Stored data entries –
□ □ □

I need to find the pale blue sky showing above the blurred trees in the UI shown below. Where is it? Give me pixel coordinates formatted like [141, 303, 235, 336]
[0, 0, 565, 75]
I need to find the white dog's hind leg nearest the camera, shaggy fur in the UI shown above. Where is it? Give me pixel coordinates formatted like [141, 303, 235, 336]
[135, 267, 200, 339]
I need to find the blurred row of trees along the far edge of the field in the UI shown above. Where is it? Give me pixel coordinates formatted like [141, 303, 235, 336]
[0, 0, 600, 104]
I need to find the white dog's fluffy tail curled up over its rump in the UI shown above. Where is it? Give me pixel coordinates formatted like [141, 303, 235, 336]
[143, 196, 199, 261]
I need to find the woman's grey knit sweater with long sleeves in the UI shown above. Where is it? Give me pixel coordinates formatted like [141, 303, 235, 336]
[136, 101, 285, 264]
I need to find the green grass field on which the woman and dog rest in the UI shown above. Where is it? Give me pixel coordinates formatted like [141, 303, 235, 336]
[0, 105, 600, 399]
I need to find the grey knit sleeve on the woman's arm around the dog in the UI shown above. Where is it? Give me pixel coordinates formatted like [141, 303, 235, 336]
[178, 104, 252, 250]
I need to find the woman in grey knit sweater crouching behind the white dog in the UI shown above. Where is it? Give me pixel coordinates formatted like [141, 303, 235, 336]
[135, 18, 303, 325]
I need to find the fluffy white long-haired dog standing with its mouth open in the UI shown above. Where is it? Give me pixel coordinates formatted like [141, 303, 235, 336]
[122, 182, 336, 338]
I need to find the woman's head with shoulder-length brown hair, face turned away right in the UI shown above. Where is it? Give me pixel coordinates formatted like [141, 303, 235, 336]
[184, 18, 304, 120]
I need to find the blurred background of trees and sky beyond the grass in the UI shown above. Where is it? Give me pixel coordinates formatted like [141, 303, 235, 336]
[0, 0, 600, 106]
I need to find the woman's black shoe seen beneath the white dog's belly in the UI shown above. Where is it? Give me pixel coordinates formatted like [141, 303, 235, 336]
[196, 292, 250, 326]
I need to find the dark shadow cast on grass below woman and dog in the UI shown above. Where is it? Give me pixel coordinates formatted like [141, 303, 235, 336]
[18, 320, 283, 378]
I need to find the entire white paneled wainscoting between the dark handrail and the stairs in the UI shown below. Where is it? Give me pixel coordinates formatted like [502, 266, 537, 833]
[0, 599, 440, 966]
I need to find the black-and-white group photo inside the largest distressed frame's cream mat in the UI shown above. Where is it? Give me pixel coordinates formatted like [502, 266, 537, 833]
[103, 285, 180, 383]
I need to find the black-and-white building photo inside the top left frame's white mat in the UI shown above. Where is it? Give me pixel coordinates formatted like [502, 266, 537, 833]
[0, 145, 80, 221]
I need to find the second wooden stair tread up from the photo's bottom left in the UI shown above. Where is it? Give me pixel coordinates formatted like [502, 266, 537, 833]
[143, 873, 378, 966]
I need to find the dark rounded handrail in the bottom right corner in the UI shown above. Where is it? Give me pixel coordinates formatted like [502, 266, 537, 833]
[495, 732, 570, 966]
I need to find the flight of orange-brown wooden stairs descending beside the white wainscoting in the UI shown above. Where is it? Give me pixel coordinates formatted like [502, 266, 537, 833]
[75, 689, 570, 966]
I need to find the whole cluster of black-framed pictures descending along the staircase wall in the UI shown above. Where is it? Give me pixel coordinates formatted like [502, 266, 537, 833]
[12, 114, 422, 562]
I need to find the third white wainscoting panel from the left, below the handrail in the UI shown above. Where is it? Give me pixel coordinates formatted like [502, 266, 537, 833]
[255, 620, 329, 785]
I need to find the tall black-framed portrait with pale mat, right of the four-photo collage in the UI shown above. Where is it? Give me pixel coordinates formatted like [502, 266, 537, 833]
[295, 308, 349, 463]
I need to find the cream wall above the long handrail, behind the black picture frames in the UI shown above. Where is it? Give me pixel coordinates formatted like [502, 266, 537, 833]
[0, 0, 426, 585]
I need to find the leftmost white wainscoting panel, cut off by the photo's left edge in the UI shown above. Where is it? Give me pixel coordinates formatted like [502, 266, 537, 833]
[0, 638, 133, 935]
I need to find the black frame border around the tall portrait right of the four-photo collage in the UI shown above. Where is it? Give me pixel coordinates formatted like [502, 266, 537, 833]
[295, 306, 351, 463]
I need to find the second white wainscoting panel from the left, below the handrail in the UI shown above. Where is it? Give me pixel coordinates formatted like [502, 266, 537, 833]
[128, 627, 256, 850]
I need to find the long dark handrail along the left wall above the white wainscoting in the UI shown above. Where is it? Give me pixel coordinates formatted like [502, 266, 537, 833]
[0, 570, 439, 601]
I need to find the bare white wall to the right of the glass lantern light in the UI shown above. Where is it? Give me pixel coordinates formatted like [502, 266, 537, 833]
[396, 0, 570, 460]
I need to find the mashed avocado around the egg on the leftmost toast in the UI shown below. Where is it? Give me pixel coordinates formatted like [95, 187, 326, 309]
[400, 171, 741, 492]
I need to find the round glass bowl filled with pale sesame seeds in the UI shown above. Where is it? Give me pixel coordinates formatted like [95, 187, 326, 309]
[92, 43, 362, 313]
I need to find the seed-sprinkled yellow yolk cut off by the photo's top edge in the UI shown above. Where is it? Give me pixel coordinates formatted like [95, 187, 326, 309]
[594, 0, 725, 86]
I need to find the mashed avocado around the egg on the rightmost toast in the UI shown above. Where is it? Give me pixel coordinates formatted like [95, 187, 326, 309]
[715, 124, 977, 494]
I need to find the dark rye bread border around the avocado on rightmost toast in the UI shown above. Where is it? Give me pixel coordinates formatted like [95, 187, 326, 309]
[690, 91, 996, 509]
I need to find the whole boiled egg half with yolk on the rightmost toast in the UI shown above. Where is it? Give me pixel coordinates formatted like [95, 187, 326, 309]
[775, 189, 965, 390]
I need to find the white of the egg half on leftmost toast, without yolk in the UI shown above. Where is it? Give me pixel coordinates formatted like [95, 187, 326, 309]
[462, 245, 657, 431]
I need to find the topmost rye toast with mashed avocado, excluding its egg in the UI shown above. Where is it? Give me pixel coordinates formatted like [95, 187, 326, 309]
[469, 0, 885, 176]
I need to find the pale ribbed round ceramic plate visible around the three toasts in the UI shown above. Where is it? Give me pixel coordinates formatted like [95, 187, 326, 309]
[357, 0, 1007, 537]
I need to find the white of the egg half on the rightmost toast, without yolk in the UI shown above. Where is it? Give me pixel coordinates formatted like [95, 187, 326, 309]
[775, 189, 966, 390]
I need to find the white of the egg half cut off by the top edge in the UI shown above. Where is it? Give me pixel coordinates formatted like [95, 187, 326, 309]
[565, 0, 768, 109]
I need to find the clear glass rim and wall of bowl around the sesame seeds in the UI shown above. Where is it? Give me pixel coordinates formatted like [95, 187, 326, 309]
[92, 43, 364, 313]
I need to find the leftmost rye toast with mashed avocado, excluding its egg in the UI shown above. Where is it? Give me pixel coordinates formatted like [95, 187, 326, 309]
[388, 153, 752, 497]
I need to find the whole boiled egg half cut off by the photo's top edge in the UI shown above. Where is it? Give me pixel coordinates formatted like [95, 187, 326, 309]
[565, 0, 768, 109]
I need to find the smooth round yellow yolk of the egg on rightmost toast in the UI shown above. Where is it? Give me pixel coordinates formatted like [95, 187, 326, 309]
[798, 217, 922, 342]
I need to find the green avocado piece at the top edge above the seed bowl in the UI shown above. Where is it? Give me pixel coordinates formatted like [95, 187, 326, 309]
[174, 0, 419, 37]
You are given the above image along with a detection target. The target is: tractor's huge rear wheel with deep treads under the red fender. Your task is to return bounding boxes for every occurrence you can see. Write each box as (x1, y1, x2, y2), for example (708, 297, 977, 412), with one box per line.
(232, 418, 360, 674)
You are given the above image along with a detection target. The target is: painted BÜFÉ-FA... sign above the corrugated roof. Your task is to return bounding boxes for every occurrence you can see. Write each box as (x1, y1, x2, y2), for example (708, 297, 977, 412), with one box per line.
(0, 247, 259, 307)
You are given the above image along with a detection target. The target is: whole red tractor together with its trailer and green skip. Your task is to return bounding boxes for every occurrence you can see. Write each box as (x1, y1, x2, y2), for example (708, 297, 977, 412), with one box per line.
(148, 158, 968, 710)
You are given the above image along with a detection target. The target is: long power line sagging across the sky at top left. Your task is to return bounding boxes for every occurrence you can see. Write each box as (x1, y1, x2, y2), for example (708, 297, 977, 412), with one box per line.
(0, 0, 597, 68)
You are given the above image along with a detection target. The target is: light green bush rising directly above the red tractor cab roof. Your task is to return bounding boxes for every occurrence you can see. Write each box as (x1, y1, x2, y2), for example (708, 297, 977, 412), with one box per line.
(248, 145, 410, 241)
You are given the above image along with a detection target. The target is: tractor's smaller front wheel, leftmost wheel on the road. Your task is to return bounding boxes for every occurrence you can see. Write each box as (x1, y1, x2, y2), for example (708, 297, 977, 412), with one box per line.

□ □ □

TASK – Start at the line with "target is: painted" and stop at the end of the records. Write those lines out exactly and add nothing.

YOUR RESPONSE –
You are given the above image along with a detection target. The target is: painted BÜFÉ-FA... sign above the corrugated roof. Your task is to return bounding boxes for every occurrence you can see. Write each box as (x1, y1, x2, y2), for example (708, 297, 977, 412), with one box per line.
(0, 247, 259, 307)
You are given the above image along with a detection target. The target is: whole red tractor together with its trailer and green skip. Your task is to return bounding boxes for every occurrence you can see. Write each box as (x1, y1, x2, y2), for example (708, 297, 977, 412), with one box per line.
(148, 158, 968, 710)
You are given the above image along with a detection target. The target is: long power line sagging across the sky at top left. Your task is to return bounding boxes for every occurrence you can see. Write each box as (x1, y1, x2, y2), for example (708, 297, 977, 412), with one box per line.
(0, 0, 597, 68)
You are given the above image along with a detection target. The target is: light green bush rising directly above the red tractor cab roof. Your task is to return bounding boxes for every occurrence you can see. Write each box as (x1, y1, x2, y2), for example (708, 297, 977, 412), with one box per line.
(248, 145, 410, 241)
You are given the above image along with a detection target. The target is: tractor's smaller front wheel, leftmost wheel on the road. Your task is to return bounding boxes for every occurrence you can see. Write each box as (x1, y1, x2, y2), for example (708, 297, 977, 412), with one box per line.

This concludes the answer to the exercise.